The term has always stuck with me since then, albeit in a much more positive
light than "the soldier golems of the forces of Darkness" :). Since "sentinel"
means "one who stands watch", I think it's an apt name for a CPU intended to
watch over the rest of your silicon, but otherwise stay out of the way. Also,
since lighthouses are indeed "Sentinels Of The Shore", I wanted to shoehorn a
lighthouse into the logo :).

## Getting Started

Sentinel uses:

* [PDM](https://pdm.fming.dev/latest/) as its package/dependency manager, and
to orchestrate all things you can do with this repo.
* [m5meta](https://github.com/brouhaha/m5meta/) microcode assembler, without
which Sentinel would optimize down to ~0 LUTs :).
* [yosys](https://github.com/YosysHQ/yosys) and [nextpnr](https://github.com/YosysHQ/nextpnr/)

▶ What this exercise asks
1. According to the Sentinel excerpt, what does the word "sentinel" mean?
2. Summarize the Sentinel excerpt in two sentences.
3. Reproduce the part of the Sentinel excerpt that opens with the words containing "The term has" and closes with "the logo :).".
The records bear no relation to the Sentinel excerpt.

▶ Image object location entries
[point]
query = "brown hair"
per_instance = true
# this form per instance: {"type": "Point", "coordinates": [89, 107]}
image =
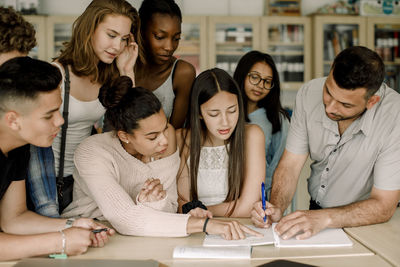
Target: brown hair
{"type": "Point", "coordinates": [78, 52]}
{"type": "Point", "coordinates": [16, 32]}
{"type": "Point", "coordinates": [205, 86]}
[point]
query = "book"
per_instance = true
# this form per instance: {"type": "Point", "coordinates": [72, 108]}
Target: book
{"type": "Point", "coordinates": [326, 238]}
{"type": "Point", "coordinates": [201, 252]}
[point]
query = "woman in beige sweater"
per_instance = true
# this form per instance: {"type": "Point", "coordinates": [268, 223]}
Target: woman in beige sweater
{"type": "Point", "coordinates": [128, 176]}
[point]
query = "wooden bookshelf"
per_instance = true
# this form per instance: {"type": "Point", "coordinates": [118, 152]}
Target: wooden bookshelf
{"type": "Point", "coordinates": [331, 34]}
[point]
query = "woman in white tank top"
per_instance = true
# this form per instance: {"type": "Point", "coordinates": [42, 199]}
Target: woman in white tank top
{"type": "Point", "coordinates": [222, 158]}
{"type": "Point", "coordinates": [168, 78]}
{"type": "Point", "coordinates": [102, 48]}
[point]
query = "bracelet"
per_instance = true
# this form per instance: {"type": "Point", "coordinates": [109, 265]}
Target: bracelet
{"type": "Point", "coordinates": [192, 205]}
{"type": "Point", "coordinates": [69, 223]}
{"type": "Point", "coordinates": [205, 225]}
{"type": "Point", "coordinates": [62, 255]}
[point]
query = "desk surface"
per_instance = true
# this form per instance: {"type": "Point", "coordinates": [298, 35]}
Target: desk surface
{"type": "Point", "coordinates": [383, 239]}
{"type": "Point", "coordinates": [161, 249]}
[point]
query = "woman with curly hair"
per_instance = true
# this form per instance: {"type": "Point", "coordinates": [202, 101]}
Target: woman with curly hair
{"type": "Point", "coordinates": [17, 36]}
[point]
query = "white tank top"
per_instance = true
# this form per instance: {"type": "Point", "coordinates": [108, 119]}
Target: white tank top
{"type": "Point", "coordinates": [165, 93]}
{"type": "Point", "coordinates": [82, 116]}
{"type": "Point", "coordinates": [212, 177]}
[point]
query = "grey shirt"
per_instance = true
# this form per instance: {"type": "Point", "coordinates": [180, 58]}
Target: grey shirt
{"type": "Point", "coordinates": [345, 168]}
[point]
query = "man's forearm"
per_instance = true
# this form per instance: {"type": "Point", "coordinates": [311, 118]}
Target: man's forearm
{"type": "Point", "coordinates": [284, 185]}
{"type": "Point", "coordinates": [366, 212]}
{"type": "Point", "coordinates": [32, 223]}
{"type": "Point", "coordinates": [14, 247]}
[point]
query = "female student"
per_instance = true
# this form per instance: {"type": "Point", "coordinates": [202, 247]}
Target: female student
{"type": "Point", "coordinates": [128, 176]}
{"type": "Point", "coordinates": [101, 48]}
{"type": "Point", "coordinates": [222, 158]}
{"type": "Point", "coordinates": [258, 79]}
{"type": "Point", "coordinates": [169, 79]}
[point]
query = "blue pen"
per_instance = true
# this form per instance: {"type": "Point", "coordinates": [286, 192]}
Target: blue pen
{"type": "Point", "coordinates": [263, 199]}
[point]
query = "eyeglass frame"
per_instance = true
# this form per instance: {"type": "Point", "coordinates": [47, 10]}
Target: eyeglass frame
{"type": "Point", "coordinates": [261, 79]}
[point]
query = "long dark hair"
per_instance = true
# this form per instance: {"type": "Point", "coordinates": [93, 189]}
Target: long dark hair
{"type": "Point", "coordinates": [205, 86]}
{"type": "Point", "coordinates": [150, 7]}
{"type": "Point", "coordinates": [126, 106]}
{"type": "Point", "coordinates": [271, 103]}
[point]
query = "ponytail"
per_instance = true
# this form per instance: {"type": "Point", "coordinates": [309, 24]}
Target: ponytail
{"type": "Point", "coordinates": [126, 105]}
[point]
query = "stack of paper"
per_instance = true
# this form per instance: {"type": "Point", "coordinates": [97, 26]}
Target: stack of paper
{"type": "Point", "coordinates": [214, 246]}
{"type": "Point", "coordinates": [217, 240]}
{"type": "Point", "coordinates": [326, 238]}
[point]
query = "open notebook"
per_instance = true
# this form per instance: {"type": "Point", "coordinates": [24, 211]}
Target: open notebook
{"type": "Point", "coordinates": [326, 238]}
{"type": "Point", "coordinates": [214, 246]}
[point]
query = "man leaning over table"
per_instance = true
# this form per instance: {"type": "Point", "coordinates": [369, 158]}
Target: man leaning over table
{"type": "Point", "coordinates": [349, 124]}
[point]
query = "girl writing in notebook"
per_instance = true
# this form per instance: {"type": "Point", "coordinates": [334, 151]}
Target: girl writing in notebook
{"type": "Point", "coordinates": [128, 176]}
{"type": "Point", "coordinates": [222, 158]}
{"type": "Point", "coordinates": [170, 79]}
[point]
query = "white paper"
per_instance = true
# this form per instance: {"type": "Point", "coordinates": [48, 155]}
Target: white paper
{"type": "Point", "coordinates": [326, 238]}
{"type": "Point", "coordinates": [217, 240]}
{"type": "Point", "coordinates": [189, 252]}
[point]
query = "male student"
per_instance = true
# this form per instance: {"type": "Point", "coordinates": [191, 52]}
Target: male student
{"type": "Point", "coordinates": [349, 124]}
{"type": "Point", "coordinates": [29, 114]}
{"type": "Point", "coordinates": [17, 39]}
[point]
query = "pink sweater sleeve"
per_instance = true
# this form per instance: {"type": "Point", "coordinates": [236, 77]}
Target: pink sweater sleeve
{"type": "Point", "coordinates": [99, 176]}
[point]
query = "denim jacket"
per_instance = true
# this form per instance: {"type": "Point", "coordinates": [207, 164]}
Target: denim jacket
{"type": "Point", "coordinates": [274, 143]}
{"type": "Point", "coordinates": [41, 182]}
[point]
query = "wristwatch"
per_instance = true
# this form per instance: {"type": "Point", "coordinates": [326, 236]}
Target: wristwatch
{"type": "Point", "coordinates": [68, 223]}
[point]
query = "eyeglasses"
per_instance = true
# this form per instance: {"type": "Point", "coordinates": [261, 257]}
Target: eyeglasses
{"type": "Point", "coordinates": [255, 79]}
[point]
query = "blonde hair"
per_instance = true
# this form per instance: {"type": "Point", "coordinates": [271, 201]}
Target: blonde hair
{"type": "Point", "coordinates": [16, 32]}
{"type": "Point", "coordinates": [79, 53]}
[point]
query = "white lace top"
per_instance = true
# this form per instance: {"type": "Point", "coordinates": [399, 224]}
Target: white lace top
{"type": "Point", "coordinates": [212, 178]}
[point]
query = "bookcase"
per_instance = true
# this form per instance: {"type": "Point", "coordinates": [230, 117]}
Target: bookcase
{"type": "Point", "coordinates": [230, 38]}
{"type": "Point", "coordinates": [193, 44]}
{"type": "Point", "coordinates": [384, 38]}
{"type": "Point", "coordinates": [331, 35]}
{"type": "Point", "coordinates": [39, 23]}
{"type": "Point", "coordinates": [59, 30]}
{"type": "Point", "coordinates": [288, 41]}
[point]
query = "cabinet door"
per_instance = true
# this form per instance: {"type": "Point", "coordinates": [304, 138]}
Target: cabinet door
{"type": "Point", "coordinates": [193, 44]}
{"type": "Point", "coordinates": [288, 41]}
{"type": "Point", "coordinates": [59, 30]}
{"type": "Point", "coordinates": [39, 23]}
{"type": "Point", "coordinates": [384, 38]}
{"type": "Point", "coordinates": [230, 38]}
{"type": "Point", "coordinates": [332, 35]}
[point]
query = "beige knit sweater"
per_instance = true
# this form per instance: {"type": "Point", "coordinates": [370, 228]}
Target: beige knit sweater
{"type": "Point", "coordinates": [108, 181]}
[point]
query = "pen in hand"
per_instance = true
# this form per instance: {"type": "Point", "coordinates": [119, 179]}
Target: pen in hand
{"type": "Point", "coordinates": [263, 199]}
{"type": "Point", "coordinates": [95, 231]}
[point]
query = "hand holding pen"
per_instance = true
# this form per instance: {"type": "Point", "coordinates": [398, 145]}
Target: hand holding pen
{"type": "Point", "coordinates": [264, 213]}
{"type": "Point", "coordinates": [263, 199]}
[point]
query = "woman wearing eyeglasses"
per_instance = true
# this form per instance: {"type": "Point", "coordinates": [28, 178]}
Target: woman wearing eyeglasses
{"type": "Point", "coordinates": [258, 79]}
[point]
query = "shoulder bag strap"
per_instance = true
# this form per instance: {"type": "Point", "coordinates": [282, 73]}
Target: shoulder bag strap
{"type": "Point", "coordinates": [60, 176]}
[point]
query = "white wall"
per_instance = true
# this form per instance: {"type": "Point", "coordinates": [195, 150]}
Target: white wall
{"type": "Point", "coordinates": [188, 7]}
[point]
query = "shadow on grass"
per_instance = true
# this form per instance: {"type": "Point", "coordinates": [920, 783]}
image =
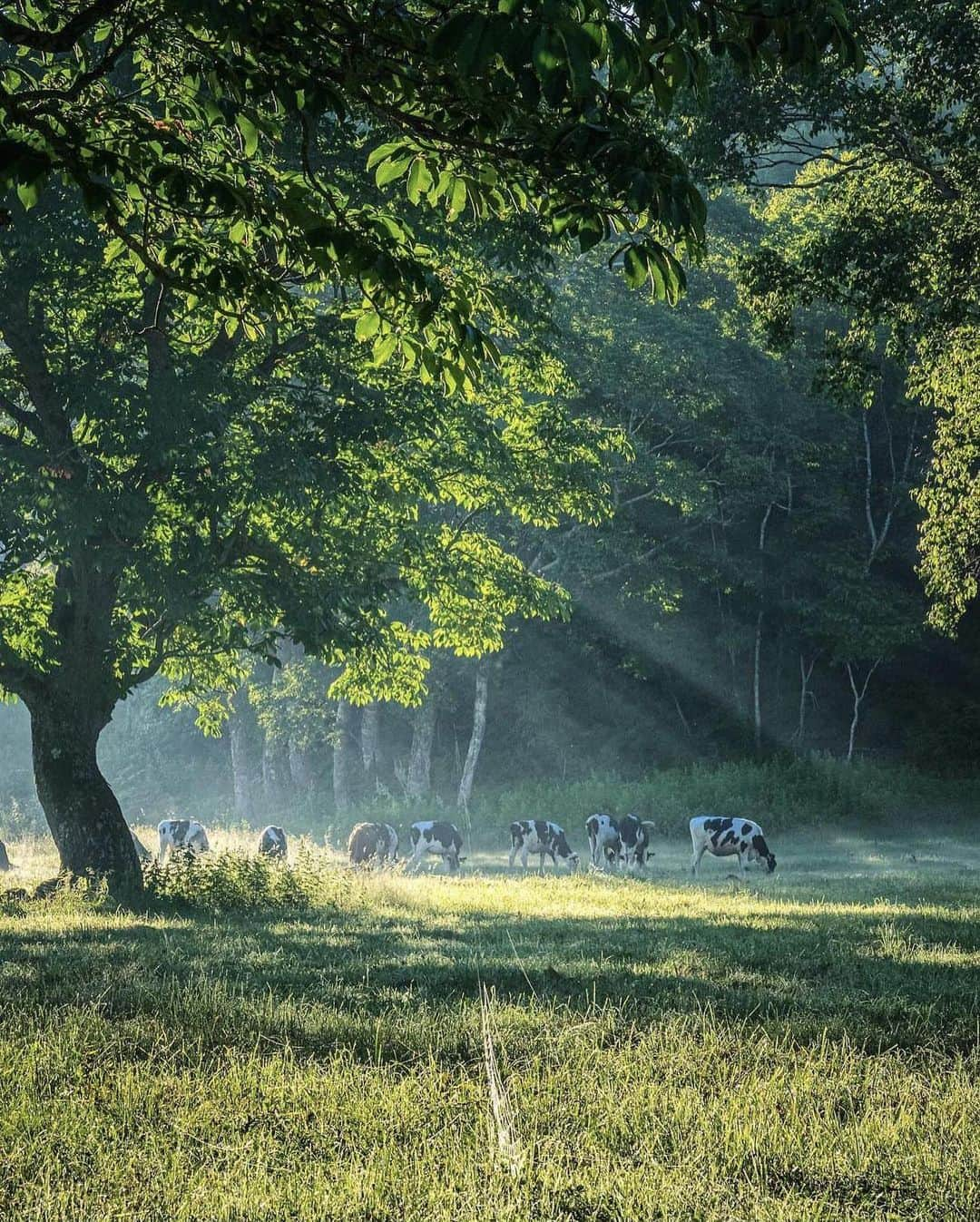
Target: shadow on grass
{"type": "Point", "coordinates": [321, 982]}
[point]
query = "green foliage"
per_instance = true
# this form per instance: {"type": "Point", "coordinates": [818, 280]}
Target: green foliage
{"type": "Point", "coordinates": [951, 496]}
{"type": "Point", "coordinates": [877, 219]}
{"type": "Point", "coordinates": [179, 131]}
{"type": "Point", "coordinates": [231, 883]}
{"type": "Point", "coordinates": [285, 1063]}
{"type": "Point", "coordinates": [783, 795]}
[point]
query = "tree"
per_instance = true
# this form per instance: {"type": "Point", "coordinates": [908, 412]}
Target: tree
{"type": "Point", "coordinates": [192, 132]}
{"type": "Point", "coordinates": [168, 488]}
{"type": "Point", "coordinates": [172, 484]}
{"type": "Point", "coordinates": [877, 196]}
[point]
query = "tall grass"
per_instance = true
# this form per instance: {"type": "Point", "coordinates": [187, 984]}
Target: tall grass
{"type": "Point", "coordinates": [781, 793]}
{"type": "Point", "coordinates": [649, 1050]}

▶ Answers to the tasks
1. It means "one who stands watch."

2. The name Sentinel was chosen because a sentinel is one who stands watch, which suits a CPU meant to watch over the rest of the silicon while otherwise staying out of the way, and a lighthouse was placed in the logo because lighthouses are "Sentinels Of The Shore." The Getting Started section lists the tools Sentinel uses, including PDM as its package and dependency manager, the m5meta microcode assembler, and yosys and nextpnr.

3.
The term has always stuck with me since then, albeit in a much more positive
light than "the soldier golems of the forces of Darkness" :). Since "sentinel"
means "one who stands watch", I think it's an apt name for a CPU intended to
watch over the rest of your silicon, but otherwise stay out of the way. Also,
since lighthouses are indeed "Sentinels Of The Shore", I wanted to shoehorn a
lighthouse into the logo :).